What is required: Repeat the listing in full, preserving every character.

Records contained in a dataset
--- start ---

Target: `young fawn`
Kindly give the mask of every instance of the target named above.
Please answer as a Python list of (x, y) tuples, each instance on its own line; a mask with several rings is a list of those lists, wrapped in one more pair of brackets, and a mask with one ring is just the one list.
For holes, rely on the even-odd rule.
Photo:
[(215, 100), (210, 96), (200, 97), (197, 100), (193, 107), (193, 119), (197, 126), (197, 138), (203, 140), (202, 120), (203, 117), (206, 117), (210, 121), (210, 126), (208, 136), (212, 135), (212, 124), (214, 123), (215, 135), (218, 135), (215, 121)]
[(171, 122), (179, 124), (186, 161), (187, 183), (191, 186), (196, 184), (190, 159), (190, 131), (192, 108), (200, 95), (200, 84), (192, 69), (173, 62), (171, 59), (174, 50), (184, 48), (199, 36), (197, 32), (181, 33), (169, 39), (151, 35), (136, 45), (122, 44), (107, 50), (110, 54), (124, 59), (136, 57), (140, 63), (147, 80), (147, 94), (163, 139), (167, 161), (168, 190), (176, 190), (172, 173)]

--- end ---

Solution:
Target: `young fawn`
Kindly give the mask of every instance of the target named above.
Please answer as a Python list of (x, y) tuples, each instance on its own line; a mask with several rings is a list of those lists, wrapped in one more pair of brackets, and a mask with one ring is just the one list.
For holes, rely on the even-odd rule.
Photo:
[(215, 100), (210, 96), (200, 97), (197, 100), (193, 107), (193, 119), (197, 126), (197, 138), (203, 140), (202, 120), (203, 117), (206, 117), (210, 121), (210, 126), (208, 136), (212, 135), (212, 124), (214, 123), (215, 135), (218, 135), (215, 121)]
[(171, 122), (179, 124), (186, 161), (187, 183), (191, 186), (196, 184), (190, 159), (190, 131), (192, 108), (200, 95), (200, 84), (192, 69), (173, 62), (171, 59), (174, 50), (184, 48), (199, 36), (197, 32), (181, 33), (169, 39), (151, 35), (136, 45), (122, 44), (107, 50), (110, 54), (124, 59), (136, 57), (140, 63), (147, 80), (147, 94), (163, 139), (167, 161), (168, 190), (176, 190), (172, 173)]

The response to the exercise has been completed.